* **GIVEN PROBLEM 1**: Condense the paragraph of the Half-Moon Camp passage that begins "The commander of the Half-Moon Camp" into a short bulleted list that keeps its main facts.
+++ SOURCE TEXT
The commander of the Half-Moon Camp was an enthusiastic if amateur photographer named Otto Stiehl. Stiehl’s aims were mostly anthropological, but this didn’t matter to his superiors. The Half-Moon was Germany’s premier Islamic show camp, intended to demonstrate the possibility of revolution among its (mostly, but not entirely, Muslim) population of colonial subjects. Speeches on the evils of French, Russian, and British rule were a common entertainment for prisoners. They ate halal food which they themselves prepared, worshipped at a mosque—the first ever built in Germany—and enjoyed special provisions for Ramadan.
++++++
+++ EXERCISE MATERIAL
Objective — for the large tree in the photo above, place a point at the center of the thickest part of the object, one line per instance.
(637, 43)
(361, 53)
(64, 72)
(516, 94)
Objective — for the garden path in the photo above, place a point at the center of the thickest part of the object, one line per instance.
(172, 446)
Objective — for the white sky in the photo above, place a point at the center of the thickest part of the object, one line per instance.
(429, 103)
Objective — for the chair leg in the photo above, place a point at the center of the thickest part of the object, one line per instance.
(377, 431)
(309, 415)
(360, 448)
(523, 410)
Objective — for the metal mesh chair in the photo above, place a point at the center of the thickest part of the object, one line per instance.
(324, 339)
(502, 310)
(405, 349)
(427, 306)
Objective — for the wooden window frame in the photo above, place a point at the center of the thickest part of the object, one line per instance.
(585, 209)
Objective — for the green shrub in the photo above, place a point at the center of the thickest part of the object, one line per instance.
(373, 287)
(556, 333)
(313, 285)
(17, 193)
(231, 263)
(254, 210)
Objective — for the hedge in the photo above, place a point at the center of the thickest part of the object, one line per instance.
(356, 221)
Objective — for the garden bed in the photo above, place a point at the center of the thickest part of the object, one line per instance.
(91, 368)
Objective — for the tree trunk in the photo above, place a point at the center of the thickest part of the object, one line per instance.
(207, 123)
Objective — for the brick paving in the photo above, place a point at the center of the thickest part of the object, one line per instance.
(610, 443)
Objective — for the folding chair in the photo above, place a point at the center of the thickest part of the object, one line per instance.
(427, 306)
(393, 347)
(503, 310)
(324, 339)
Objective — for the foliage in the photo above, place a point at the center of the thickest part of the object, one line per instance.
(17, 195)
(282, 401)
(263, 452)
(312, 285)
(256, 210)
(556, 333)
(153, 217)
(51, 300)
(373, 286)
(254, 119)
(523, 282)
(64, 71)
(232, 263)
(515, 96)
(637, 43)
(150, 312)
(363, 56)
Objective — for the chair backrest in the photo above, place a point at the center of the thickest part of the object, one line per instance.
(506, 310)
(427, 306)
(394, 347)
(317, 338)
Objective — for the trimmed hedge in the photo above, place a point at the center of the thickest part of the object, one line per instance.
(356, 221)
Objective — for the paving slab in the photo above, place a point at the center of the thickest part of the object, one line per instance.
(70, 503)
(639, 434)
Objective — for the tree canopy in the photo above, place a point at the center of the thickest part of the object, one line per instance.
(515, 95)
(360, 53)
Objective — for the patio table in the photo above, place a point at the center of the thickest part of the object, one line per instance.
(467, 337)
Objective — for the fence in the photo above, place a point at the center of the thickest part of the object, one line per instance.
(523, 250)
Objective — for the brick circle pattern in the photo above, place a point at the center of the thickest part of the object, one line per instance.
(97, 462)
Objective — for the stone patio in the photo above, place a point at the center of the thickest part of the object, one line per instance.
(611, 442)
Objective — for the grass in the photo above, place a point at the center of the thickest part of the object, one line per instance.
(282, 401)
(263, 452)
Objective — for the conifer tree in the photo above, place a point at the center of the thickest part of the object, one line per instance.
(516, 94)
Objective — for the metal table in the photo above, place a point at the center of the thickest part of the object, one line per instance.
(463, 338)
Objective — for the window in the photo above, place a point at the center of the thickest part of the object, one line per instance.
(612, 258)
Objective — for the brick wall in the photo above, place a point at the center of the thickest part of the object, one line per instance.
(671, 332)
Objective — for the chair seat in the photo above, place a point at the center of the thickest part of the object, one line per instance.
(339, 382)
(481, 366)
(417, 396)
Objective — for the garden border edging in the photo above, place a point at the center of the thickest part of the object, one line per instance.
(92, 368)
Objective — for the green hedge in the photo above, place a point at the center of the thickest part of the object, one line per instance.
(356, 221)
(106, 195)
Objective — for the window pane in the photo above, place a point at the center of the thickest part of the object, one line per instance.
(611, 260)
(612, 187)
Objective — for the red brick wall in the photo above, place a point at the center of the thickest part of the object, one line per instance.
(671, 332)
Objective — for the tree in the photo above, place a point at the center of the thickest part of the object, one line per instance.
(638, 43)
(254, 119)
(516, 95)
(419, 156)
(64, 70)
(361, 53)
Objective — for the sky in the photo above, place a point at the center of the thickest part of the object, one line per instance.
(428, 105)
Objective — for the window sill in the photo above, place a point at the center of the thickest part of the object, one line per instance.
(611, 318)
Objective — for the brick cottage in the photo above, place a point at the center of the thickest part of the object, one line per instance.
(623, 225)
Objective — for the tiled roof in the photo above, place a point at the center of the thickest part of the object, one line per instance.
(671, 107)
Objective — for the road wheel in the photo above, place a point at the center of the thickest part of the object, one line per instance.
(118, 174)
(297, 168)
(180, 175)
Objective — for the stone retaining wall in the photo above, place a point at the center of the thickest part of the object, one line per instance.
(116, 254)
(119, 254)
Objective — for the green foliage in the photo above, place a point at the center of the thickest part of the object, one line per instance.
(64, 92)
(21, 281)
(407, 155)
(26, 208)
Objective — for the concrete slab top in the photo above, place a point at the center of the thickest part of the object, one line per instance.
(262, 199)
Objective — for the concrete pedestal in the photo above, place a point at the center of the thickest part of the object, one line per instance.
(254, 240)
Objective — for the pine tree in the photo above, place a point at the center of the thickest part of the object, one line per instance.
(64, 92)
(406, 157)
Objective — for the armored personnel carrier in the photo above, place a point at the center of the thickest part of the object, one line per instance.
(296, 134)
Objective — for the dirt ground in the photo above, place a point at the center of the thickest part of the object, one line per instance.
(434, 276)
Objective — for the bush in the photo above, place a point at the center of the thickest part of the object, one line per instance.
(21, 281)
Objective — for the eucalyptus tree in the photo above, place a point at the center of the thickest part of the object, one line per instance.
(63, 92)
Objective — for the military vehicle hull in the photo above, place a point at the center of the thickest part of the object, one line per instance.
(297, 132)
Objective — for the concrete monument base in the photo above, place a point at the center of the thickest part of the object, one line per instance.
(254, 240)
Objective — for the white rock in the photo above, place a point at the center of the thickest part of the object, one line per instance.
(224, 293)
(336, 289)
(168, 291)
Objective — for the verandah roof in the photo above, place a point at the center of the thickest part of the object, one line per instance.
++++++
* **GIVEN PROBLEM 2**: In the records, update the lines from the one holding "Objective — for the bush" through the end of the records, inclusive, by replacing every "thickest part" with "widest part" and leaving all else unchanged. Return only those lines.

* **COMPLETE RESPONSE 1**:
- Otto Stiehl, an enthusiastic amateur photographer, commanded the Half-Moon Camp. His aims were mostly anthropological, which did not matter to his superiors.
- The camp was Germany's premier Islamic show camp. It was meant to show that revolution was possible among its mostly, but not entirely, Muslim colonial subjects.
- Speeches on the evils of French, Russian, and British rule were a common entertainment for prisoners.
- Prisoners prepared their own halal food and worshipped at a mosque, the first ever built in Germany. They also had special provisions for Ramadan.

* **COMPLETE RESPONSE 2**:
Objective — for the bush in the photo above, place a point at the center of the widest part of the object, one line per instance.
(21, 281)
Objective — for the eucalyptus tree in the photo above, place a point at the center of the widest part of the object, one line per instance.
(63, 92)
Objective — for the military vehicle hull in the photo above, place a point at the center of the widest part of the object, one line per instance.
(297, 132)
Objective — for the concrete monument base in the photo above, place a point at the center of the widest part of the object, one line per instance.
(254, 240)
Objective — for the white rock in the photo above, place a point at the center of the widest part of the object, one line per instance.
(224, 293)
(336, 289)
(168, 291)
Objective — for the verandah roof in the photo above, place a point at the center of the widest part of the object, one line per instance.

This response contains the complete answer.